[Referring expression data]

---*---

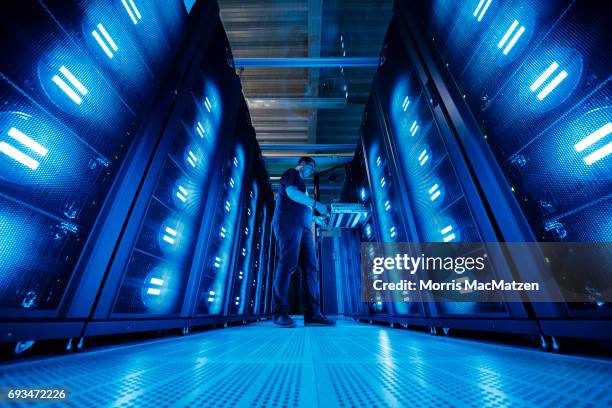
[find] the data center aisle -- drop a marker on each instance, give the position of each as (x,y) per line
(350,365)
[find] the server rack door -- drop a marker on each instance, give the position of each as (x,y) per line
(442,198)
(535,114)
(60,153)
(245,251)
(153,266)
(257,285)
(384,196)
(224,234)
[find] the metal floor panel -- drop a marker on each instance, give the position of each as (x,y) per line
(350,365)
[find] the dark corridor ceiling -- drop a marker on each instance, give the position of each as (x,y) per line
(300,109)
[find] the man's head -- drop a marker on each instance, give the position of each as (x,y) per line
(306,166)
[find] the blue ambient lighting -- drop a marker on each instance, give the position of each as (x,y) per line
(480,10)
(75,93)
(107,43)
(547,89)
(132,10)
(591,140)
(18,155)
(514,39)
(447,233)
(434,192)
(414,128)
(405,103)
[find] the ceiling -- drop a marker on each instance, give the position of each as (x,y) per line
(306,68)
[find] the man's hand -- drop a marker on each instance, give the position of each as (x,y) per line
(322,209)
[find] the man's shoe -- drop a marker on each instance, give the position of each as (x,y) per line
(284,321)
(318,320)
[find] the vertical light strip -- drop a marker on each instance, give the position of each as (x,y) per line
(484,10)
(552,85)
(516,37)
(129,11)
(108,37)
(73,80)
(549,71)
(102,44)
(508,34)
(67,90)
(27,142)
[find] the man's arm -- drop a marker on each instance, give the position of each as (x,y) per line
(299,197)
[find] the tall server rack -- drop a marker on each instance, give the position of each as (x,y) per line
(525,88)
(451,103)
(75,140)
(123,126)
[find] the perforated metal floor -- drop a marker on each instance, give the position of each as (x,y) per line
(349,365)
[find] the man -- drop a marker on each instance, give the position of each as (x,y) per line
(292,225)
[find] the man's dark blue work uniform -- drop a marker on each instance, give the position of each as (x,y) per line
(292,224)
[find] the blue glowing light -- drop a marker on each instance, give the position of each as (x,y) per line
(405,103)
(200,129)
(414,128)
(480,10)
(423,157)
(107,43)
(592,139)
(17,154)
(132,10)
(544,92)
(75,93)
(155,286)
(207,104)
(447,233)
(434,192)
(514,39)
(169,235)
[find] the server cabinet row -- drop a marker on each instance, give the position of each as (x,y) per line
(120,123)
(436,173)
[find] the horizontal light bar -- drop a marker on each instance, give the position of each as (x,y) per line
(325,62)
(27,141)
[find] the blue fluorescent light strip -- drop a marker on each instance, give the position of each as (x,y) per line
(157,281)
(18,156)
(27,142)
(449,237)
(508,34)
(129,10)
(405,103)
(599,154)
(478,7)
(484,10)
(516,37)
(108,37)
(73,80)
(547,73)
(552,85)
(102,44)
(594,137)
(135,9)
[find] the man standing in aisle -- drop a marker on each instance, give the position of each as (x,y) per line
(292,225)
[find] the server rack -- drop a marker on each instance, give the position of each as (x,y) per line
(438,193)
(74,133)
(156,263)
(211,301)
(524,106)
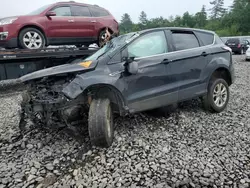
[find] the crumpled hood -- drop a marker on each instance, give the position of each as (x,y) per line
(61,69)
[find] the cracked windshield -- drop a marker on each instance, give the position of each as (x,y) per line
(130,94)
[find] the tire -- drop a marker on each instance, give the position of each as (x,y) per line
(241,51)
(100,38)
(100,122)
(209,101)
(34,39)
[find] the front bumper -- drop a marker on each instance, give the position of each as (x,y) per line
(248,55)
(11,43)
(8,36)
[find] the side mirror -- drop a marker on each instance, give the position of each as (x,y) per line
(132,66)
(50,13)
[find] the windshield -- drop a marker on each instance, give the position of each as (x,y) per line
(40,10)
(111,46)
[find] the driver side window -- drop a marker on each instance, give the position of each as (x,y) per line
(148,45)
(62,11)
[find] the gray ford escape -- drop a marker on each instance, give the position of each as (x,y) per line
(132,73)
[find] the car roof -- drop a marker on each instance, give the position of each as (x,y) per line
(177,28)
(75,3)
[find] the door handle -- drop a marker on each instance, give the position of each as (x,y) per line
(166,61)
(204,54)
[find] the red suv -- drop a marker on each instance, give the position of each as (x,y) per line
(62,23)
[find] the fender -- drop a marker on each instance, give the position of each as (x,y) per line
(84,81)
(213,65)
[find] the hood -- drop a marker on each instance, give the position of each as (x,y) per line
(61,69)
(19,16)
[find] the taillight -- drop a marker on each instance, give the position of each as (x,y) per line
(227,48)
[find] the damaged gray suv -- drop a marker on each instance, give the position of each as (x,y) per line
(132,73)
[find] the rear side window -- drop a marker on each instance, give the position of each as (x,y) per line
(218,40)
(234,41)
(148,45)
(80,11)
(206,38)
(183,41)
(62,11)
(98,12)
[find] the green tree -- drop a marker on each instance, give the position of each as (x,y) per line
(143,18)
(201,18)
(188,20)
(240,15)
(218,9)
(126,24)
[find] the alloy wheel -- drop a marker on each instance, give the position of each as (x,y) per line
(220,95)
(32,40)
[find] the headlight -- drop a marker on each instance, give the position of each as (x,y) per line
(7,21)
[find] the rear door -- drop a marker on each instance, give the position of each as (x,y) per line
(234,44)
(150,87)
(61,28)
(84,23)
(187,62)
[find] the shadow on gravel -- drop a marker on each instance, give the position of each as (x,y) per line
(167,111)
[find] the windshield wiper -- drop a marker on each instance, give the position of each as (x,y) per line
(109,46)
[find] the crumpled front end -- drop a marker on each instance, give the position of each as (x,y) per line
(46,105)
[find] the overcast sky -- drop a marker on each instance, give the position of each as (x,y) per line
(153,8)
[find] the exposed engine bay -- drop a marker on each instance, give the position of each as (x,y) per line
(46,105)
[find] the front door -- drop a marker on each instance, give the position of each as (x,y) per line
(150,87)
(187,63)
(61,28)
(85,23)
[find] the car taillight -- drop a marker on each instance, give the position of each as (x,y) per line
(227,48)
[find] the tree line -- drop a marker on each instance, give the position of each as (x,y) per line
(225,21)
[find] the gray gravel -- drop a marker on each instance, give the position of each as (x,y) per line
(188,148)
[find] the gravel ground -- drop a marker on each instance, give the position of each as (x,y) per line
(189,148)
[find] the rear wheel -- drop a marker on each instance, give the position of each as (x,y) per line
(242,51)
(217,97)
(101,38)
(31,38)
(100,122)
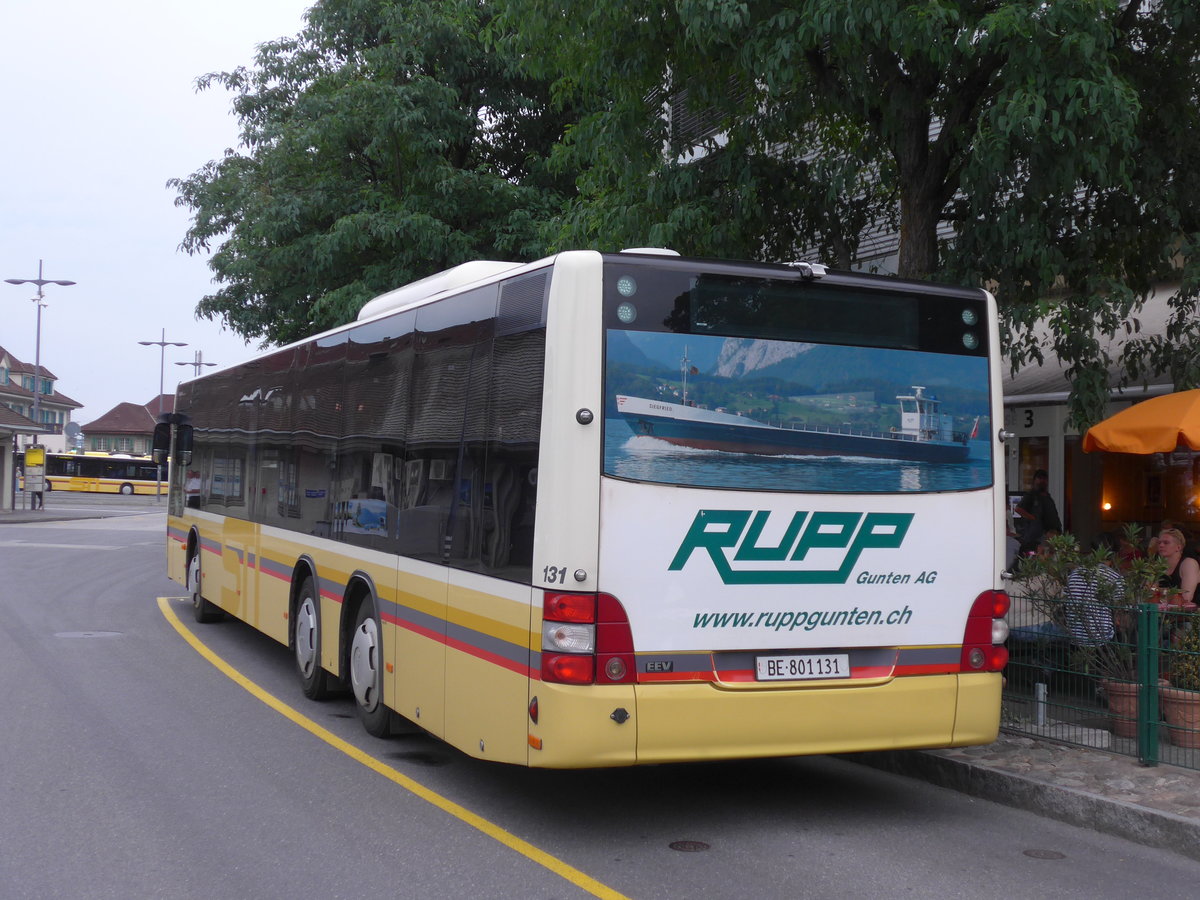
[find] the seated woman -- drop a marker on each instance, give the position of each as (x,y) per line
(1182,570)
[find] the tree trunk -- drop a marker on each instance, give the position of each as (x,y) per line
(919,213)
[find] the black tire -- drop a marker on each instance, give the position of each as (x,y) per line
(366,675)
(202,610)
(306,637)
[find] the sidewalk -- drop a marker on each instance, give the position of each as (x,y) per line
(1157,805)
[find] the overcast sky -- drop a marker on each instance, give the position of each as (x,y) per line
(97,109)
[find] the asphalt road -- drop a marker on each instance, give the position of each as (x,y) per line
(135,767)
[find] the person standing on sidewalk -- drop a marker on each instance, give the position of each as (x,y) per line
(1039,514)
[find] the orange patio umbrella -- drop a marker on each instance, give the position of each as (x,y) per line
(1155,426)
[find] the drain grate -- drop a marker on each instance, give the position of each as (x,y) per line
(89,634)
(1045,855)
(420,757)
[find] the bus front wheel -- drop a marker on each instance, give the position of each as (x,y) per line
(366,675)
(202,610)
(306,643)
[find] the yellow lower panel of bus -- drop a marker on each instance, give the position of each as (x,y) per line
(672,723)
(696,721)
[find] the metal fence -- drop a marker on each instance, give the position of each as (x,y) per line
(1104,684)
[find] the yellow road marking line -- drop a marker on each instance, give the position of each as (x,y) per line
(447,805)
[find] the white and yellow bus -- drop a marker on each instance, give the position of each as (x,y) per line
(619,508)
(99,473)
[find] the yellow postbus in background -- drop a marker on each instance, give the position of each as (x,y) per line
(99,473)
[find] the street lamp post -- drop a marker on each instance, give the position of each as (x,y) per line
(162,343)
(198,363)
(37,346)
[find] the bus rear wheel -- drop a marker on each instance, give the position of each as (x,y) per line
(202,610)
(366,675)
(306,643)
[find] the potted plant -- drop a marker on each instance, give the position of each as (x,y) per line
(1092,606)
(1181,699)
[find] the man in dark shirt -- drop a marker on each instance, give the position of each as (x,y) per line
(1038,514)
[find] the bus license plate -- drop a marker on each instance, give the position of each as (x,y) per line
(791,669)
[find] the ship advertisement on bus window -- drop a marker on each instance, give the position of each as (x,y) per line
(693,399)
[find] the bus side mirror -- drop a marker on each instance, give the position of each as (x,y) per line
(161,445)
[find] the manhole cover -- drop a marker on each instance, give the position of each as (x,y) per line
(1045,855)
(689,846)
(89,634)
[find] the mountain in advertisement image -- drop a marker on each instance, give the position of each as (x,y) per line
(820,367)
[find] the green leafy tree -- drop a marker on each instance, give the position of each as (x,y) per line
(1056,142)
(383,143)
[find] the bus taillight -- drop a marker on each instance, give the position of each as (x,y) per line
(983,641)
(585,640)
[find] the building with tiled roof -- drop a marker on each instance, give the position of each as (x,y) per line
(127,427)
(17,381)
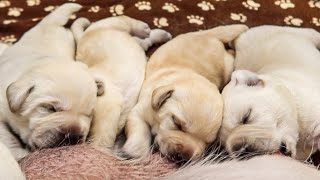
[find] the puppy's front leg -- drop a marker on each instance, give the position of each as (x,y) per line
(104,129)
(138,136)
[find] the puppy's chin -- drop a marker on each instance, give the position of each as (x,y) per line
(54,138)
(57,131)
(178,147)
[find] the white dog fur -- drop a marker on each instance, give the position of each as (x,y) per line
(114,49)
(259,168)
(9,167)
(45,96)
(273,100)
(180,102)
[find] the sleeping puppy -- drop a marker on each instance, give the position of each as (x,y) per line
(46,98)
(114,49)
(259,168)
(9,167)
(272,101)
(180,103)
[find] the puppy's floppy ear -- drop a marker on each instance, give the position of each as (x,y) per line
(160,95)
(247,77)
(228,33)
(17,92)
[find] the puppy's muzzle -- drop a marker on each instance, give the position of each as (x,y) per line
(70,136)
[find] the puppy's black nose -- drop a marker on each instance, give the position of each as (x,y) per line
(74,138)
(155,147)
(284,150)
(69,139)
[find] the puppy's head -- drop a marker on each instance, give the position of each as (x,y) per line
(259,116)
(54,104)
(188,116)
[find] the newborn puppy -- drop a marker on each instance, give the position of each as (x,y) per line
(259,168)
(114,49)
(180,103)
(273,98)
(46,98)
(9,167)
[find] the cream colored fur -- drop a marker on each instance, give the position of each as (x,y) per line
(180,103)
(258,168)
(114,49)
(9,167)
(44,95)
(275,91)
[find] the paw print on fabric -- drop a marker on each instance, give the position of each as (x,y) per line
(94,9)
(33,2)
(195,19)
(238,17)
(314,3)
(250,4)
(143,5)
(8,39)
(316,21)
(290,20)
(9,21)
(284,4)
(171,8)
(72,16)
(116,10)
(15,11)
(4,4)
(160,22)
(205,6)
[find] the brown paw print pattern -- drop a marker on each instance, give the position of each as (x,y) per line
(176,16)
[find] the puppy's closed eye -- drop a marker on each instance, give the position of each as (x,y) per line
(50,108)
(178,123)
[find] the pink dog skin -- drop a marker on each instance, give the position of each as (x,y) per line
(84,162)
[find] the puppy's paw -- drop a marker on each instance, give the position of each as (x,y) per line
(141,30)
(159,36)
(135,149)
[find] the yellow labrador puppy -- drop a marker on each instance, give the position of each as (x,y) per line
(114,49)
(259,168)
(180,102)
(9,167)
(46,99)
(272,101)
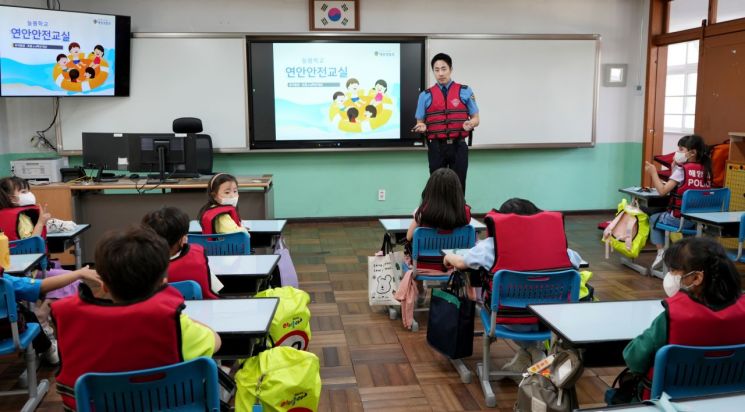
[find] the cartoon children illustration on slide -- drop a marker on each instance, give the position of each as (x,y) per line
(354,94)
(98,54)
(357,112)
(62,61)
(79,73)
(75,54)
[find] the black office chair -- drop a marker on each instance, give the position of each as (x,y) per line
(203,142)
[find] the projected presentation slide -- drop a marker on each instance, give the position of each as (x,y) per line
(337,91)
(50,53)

---*---

# Your objective
Your reply should be nothing but the lines from the one containing "[find] the black office" through the last line above, copied exactly; please include both ends.

# Answer below
[find] the black office chair -- drop a marker on each instance, give the position of each as (x,y) per line
(203,142)
[find] the projected presentation slide -- drop a marker on each instance, give the position of each as (x,y) per line
(337,91)
(50,53)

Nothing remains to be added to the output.